* Try it *
List every line of the listing that contains the string "positive", treating uppercase and lowercase as different.

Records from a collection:

########################################

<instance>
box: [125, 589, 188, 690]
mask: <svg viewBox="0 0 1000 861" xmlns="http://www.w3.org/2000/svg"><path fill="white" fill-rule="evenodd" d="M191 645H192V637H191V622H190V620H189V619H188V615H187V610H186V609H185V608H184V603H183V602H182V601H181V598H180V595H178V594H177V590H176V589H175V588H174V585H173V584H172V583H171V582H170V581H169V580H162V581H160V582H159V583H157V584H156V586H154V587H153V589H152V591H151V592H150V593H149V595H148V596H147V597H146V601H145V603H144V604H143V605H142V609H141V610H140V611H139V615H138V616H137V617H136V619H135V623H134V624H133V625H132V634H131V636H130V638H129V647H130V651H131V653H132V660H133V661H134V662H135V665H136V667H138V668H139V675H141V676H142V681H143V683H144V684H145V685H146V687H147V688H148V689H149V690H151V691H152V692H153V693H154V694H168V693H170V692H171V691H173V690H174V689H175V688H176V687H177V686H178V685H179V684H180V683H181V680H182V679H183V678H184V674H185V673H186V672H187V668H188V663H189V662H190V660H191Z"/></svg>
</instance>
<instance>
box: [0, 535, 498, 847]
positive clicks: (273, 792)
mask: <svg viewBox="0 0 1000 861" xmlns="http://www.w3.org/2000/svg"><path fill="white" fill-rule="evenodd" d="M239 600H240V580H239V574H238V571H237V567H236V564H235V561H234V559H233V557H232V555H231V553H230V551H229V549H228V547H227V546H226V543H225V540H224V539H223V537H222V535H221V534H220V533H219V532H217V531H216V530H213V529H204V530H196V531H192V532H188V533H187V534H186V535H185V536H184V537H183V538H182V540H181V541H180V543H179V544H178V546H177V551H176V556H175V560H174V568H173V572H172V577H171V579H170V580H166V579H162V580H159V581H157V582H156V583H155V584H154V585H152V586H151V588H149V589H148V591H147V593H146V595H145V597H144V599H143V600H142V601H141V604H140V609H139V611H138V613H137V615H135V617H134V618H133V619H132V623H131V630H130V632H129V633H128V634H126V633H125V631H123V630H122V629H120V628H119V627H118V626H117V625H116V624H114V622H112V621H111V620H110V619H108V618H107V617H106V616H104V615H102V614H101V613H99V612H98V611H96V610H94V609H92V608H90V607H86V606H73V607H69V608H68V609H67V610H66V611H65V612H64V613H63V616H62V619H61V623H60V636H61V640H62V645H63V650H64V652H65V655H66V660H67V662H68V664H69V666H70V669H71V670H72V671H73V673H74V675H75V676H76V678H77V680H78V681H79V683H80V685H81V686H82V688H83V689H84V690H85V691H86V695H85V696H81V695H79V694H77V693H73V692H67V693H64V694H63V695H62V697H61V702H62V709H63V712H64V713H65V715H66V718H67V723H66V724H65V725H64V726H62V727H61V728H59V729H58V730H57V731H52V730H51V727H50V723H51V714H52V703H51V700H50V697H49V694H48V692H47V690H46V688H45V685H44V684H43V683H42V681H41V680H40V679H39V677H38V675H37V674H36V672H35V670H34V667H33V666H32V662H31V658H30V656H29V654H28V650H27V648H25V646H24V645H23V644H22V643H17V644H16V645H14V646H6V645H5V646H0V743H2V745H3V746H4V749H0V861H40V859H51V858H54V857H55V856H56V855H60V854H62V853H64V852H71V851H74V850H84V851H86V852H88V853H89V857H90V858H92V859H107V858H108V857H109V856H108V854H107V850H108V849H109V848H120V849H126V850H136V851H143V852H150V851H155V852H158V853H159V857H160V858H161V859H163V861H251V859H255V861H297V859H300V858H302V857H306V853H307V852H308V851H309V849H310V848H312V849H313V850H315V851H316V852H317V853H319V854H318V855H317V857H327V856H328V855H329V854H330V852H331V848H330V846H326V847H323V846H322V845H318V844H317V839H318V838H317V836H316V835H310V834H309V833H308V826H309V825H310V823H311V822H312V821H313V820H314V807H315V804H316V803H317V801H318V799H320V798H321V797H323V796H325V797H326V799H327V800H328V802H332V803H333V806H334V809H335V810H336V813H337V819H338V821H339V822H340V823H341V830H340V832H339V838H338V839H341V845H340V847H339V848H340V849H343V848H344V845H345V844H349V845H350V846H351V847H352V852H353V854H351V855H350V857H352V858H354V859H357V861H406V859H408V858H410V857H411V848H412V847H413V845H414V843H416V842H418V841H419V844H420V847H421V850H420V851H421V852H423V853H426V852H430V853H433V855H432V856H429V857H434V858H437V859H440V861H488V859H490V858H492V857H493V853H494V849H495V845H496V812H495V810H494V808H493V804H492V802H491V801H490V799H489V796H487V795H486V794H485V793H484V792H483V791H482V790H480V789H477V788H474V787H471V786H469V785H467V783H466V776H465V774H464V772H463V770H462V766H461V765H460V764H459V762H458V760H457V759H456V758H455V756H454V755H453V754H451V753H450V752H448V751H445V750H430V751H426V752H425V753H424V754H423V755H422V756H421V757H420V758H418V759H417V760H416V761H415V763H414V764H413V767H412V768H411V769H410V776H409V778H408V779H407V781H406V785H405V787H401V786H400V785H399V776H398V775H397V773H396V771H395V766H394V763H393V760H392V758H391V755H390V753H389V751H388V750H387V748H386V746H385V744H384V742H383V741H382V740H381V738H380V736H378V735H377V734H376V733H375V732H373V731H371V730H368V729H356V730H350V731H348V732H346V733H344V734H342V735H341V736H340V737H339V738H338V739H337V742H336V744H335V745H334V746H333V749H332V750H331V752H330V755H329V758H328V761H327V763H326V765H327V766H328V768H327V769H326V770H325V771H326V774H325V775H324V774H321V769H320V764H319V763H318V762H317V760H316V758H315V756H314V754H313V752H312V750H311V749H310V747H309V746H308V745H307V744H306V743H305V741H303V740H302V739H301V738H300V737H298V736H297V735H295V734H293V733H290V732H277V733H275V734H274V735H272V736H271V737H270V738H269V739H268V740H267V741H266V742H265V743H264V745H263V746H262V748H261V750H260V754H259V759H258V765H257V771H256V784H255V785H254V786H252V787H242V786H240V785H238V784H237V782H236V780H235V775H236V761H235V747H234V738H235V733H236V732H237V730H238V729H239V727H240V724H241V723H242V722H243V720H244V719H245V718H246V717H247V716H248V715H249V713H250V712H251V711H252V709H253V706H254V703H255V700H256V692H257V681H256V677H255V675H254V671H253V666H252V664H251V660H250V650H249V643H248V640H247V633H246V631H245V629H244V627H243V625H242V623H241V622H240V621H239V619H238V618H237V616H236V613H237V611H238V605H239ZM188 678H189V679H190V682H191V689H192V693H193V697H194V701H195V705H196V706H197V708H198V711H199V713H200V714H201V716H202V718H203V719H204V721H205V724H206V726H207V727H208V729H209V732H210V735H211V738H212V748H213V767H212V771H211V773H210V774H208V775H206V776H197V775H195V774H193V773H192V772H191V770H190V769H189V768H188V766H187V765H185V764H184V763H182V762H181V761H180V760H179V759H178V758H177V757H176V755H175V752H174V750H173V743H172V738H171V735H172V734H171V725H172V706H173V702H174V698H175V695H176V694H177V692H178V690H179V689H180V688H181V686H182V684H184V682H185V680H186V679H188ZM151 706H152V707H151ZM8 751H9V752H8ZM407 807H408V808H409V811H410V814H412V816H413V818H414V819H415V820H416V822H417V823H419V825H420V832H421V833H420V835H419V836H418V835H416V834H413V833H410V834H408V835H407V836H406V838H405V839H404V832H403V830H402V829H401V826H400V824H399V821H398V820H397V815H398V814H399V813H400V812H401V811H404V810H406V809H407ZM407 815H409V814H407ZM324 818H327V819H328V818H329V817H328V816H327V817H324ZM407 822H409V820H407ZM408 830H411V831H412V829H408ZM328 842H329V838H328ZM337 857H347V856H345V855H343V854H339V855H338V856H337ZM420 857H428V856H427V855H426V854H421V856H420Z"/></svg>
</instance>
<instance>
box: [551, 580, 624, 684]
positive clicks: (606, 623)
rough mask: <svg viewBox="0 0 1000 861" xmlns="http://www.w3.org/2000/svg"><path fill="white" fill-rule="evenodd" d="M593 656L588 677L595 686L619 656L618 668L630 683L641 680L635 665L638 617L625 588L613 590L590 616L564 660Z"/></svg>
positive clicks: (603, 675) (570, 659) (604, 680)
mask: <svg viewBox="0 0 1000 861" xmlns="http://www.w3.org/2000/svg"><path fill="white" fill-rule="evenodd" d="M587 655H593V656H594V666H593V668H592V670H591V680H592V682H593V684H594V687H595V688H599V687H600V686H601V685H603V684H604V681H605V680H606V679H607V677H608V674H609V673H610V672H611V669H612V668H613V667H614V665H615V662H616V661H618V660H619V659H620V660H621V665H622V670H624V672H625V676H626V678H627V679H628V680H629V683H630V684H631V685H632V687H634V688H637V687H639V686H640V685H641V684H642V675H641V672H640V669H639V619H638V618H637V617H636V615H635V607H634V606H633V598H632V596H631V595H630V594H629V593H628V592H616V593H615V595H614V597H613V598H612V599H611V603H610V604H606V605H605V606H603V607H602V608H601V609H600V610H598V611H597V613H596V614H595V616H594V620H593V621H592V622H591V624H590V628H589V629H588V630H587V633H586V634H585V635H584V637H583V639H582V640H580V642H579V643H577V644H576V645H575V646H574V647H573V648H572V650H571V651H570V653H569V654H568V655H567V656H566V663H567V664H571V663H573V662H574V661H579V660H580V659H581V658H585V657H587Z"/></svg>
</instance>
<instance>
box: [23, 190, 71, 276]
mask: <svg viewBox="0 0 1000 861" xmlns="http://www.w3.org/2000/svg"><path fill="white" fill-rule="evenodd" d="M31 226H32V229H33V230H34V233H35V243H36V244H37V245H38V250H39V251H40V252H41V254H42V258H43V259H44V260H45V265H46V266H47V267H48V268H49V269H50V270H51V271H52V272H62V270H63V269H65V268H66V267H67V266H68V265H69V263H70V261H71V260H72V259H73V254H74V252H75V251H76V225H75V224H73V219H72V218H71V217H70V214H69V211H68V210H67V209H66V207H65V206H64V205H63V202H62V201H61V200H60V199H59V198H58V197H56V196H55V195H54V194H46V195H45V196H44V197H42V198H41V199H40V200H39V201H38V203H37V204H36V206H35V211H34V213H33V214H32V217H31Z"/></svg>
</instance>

########################################

* Reply *
positive clicks: (273, 792)
positive clicks: (606, 623)
positive clicks: (603, 675) (570, 659) (604, 680)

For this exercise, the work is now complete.